* EXERCISE *
Render the records as a JSON list of strings, one string per line with blank lines omitted. Cover everything from the start of the records through the line containing "box: [122, 366, 207, 471]", inclusive, and leave the pictures out.

* LISTED ENTRIES *
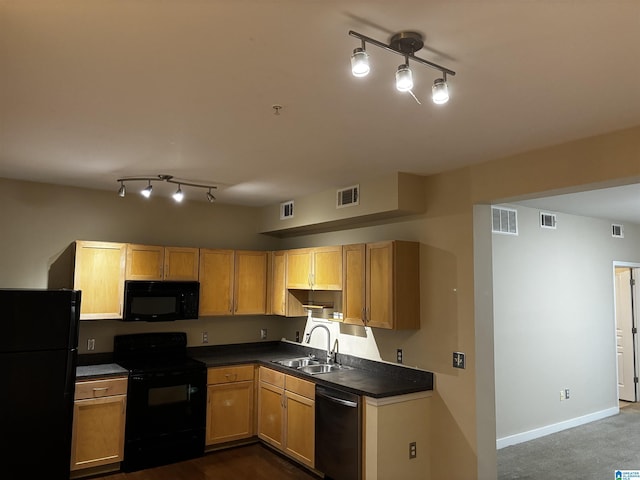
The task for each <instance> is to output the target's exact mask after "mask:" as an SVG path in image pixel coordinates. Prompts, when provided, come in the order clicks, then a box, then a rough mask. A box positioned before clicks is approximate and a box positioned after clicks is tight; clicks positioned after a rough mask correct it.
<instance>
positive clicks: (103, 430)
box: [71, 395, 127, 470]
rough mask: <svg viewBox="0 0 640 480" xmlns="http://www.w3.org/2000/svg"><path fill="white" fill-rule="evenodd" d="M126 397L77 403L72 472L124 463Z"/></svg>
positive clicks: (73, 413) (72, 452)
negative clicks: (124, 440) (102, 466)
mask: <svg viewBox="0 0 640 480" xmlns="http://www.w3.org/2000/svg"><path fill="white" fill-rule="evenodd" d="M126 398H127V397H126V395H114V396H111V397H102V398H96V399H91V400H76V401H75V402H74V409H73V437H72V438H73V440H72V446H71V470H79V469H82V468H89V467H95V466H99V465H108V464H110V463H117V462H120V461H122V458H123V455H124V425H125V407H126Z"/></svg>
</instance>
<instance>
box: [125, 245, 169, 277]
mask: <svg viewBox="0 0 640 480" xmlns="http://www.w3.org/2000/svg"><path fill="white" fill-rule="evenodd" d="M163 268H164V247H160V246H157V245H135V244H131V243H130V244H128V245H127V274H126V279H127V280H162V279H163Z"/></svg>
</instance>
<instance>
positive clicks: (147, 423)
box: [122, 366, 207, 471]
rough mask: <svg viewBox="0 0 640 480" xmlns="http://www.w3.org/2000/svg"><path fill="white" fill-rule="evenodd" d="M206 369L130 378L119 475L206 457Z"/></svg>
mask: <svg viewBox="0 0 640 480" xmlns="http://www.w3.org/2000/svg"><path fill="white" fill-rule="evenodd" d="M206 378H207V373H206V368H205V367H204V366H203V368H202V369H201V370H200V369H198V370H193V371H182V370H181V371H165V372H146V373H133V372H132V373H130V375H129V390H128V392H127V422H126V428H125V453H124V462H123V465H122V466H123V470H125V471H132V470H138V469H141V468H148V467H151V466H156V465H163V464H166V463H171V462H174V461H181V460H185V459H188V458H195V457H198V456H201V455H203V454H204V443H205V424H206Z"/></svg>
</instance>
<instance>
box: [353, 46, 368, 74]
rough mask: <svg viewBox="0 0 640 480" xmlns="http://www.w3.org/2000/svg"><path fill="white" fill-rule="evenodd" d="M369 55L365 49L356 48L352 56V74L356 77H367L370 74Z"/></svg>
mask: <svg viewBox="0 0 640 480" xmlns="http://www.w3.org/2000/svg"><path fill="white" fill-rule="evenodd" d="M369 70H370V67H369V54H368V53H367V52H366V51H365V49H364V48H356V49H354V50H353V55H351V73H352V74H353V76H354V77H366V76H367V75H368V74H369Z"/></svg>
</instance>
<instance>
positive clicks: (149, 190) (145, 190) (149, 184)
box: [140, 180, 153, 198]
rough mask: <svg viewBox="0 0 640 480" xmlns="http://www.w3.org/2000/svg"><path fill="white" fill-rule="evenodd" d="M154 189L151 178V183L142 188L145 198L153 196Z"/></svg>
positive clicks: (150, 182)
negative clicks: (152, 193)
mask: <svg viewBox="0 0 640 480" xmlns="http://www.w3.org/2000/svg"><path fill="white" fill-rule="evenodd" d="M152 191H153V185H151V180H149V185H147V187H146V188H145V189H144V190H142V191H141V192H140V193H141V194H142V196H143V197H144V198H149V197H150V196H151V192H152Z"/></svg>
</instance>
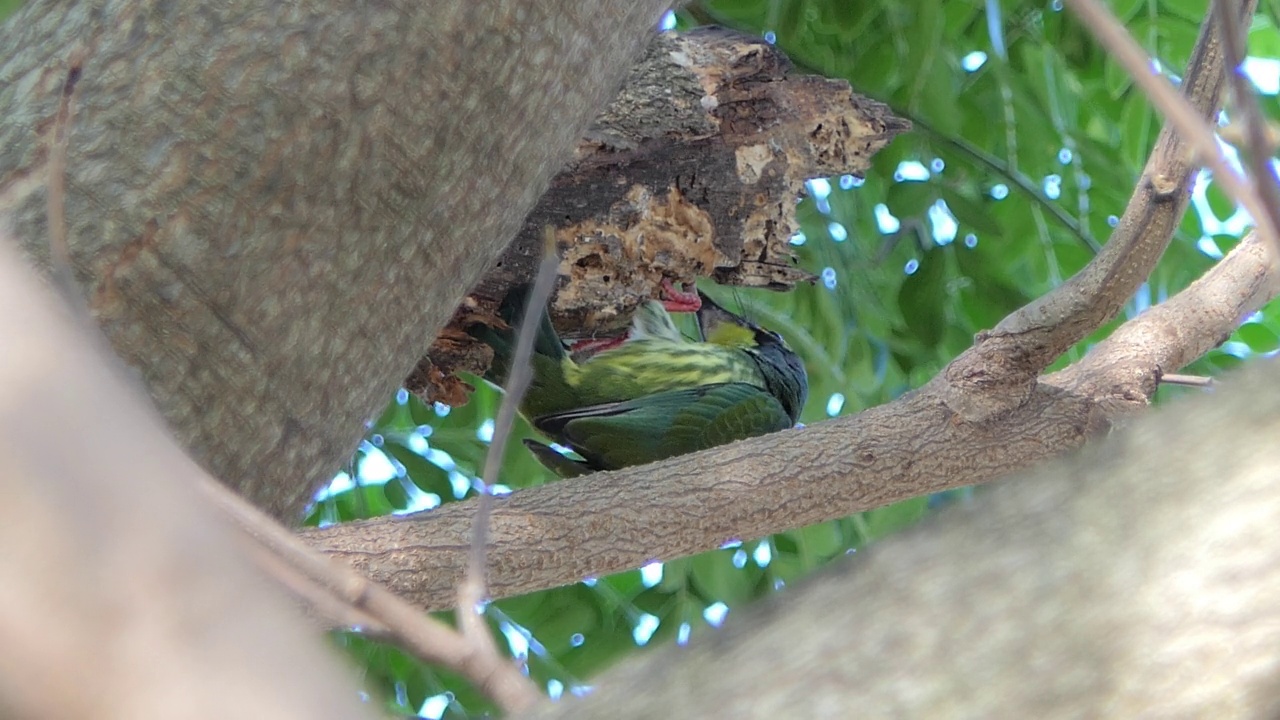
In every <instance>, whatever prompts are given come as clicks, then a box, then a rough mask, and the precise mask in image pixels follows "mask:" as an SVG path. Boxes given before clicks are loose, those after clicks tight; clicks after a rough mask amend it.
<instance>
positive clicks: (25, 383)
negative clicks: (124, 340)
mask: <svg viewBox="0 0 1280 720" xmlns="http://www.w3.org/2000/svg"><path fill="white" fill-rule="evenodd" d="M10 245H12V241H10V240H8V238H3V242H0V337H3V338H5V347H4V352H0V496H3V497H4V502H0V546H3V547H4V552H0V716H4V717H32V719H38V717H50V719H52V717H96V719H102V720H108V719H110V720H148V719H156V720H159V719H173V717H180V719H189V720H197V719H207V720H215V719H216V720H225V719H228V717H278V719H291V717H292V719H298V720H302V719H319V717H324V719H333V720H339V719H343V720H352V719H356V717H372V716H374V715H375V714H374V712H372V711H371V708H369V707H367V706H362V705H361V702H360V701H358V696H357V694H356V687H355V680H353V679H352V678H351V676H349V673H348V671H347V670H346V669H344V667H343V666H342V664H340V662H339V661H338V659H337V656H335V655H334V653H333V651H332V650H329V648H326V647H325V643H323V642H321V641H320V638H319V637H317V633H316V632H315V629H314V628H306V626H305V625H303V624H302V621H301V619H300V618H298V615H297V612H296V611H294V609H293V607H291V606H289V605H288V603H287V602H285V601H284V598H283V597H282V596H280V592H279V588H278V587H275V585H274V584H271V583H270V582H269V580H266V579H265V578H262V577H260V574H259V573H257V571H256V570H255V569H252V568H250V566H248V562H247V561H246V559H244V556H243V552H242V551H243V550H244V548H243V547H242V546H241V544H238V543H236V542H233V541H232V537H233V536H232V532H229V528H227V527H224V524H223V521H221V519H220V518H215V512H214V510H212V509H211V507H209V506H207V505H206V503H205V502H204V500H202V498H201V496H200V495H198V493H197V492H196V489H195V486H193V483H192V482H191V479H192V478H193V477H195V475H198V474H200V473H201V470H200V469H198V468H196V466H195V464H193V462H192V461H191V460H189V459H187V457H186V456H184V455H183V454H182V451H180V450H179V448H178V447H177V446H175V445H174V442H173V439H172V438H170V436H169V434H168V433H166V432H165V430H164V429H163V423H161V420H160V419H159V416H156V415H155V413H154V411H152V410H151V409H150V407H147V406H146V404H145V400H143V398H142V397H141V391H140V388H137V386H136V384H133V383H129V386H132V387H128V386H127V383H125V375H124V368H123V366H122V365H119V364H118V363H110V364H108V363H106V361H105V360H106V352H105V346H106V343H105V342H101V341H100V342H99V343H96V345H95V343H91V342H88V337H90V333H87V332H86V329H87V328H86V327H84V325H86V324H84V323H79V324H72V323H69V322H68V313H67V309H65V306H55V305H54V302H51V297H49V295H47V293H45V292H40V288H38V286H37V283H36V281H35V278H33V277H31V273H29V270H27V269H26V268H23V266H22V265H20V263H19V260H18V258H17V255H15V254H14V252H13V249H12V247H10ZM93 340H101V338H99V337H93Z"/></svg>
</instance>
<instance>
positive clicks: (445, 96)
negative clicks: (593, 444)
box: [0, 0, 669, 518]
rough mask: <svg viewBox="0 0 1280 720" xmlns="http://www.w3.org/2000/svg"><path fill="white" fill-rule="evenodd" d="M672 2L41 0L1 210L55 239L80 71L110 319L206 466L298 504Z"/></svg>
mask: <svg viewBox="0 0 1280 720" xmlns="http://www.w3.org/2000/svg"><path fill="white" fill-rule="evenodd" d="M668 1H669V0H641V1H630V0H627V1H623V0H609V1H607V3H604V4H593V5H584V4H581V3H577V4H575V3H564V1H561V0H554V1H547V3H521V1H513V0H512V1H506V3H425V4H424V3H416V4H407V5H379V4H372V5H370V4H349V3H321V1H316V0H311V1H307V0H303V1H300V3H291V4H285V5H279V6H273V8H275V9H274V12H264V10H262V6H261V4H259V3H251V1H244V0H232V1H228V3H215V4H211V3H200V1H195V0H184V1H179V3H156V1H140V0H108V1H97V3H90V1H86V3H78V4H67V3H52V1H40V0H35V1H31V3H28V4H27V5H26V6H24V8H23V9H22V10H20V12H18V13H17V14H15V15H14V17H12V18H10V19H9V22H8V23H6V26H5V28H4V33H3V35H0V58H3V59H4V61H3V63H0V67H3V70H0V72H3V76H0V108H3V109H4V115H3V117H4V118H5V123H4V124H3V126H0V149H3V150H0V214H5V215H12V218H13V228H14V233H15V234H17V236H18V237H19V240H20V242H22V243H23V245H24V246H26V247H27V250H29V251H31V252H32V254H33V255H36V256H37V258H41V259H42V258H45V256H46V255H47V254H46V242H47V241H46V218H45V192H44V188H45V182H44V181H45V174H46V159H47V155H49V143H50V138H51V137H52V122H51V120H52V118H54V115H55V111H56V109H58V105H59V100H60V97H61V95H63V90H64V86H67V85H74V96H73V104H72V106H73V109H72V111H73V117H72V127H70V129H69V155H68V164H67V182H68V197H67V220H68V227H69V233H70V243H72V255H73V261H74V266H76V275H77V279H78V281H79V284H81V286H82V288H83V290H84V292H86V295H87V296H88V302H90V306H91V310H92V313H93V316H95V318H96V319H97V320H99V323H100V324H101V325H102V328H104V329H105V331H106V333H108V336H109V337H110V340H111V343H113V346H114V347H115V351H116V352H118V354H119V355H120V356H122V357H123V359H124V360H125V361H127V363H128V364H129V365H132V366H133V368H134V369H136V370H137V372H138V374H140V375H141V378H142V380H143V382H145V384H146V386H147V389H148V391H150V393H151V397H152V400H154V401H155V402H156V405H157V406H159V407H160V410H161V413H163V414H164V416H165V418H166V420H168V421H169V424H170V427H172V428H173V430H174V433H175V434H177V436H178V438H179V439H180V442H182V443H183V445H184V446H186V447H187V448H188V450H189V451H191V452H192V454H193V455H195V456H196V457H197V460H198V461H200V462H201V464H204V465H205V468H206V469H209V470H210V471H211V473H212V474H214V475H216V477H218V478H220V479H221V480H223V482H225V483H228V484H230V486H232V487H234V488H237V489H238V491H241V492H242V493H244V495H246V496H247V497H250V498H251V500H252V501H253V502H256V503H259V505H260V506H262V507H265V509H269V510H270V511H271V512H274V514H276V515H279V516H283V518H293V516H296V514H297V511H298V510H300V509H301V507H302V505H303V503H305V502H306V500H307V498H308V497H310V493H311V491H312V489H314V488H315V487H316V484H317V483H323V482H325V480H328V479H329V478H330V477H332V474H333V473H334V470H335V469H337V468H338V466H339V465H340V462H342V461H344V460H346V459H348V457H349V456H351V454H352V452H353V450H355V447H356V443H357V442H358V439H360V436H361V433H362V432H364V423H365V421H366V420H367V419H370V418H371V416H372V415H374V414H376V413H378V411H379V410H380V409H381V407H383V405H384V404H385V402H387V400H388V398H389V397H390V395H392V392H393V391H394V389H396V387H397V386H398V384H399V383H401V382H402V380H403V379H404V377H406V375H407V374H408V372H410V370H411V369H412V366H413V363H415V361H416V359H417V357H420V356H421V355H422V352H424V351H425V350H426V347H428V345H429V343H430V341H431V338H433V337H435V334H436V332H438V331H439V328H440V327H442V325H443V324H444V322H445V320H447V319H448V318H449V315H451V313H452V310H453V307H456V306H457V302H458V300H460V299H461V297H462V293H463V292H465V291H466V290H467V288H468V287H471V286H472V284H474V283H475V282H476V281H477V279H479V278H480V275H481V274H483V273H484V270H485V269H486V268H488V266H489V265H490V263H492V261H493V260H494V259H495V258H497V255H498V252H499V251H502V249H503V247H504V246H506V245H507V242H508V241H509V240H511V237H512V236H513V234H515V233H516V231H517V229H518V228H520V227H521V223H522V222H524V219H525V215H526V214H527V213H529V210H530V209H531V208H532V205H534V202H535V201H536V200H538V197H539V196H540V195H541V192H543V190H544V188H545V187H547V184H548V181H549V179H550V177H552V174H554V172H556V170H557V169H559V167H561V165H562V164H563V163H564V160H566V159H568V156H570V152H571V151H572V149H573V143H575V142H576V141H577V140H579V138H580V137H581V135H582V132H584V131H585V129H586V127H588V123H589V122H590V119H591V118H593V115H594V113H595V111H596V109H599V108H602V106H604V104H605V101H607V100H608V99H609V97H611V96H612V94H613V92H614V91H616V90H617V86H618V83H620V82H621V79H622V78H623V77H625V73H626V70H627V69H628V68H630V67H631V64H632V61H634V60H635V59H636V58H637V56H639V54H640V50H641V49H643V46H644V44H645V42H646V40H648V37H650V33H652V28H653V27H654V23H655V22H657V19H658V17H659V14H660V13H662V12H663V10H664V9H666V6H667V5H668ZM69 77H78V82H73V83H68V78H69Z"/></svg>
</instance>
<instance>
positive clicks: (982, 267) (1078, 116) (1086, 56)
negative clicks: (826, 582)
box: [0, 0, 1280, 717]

* RESULT FOR THIS TASK *
[
  "The task for each <instance> is to output the target's exact mask after \"mask:\" as an SVG path in image pixel coordinates. Prompts, when provided, come in the order clicks, then a box, then a rough mask. A box positioned before clicks is approximate and a box positioned after clicks is tight; clicks positioned after a rough mask correct it.",
  "<instance>",
  "positive clicks: (103, 430)",
  "box: [71, 395, 127, 470]",
  "rough mask: <svg viewBox=\"0 0 640 480\" xmlns=\"http://www.w3.org/2000/svg\"><path fill=\"white\" fill-rule=\"evenodd\" d=\"M126 397L77 403L72 472L124 463Z\"/></svg>",
  "positive clicks: (73, 413) (72, 452)",
  "negative clicks: (124, 440) (102, 466)",
  "mask: <svg viewBox=\"0 0 640 480\" xmlns=\"http://www.w3.org/2000/svg\"><path fill=\"white\" fill-rule=\"evenodd\" d=\"M126 398H127V397H126V395H114V396H111V397H102V398H96V399H91V400H76V401H75V402H74V409H73V437H72V438H73V440H72V446H71V470H79V469H82V468H89V467H95V466H99V465H108V464H110V463H117V462H120V461H122V458H123V455H124V425H125V407H126Z\"/></svg>",
  "</instance>",
  "<instance>",
  "box: [125, 245, 169, 277]",
  "mask: <svg viewBox=\"0 0 640 480\" xmlns=\"http://www.w3.org/2000/svg\"><path fill=\"white\" fill-rule=\"evenodd\" d=\"M163 268H164V247H160V246H157V245H135V244H131V243H130V244H128V245H127V274H126V279H127V280H162V279H163Z\"/></svg>",
  "</instance>",
  "<instance>",
  "positive clicks: (147, 423)",
  "box: [122, 366, 207, 471]"
]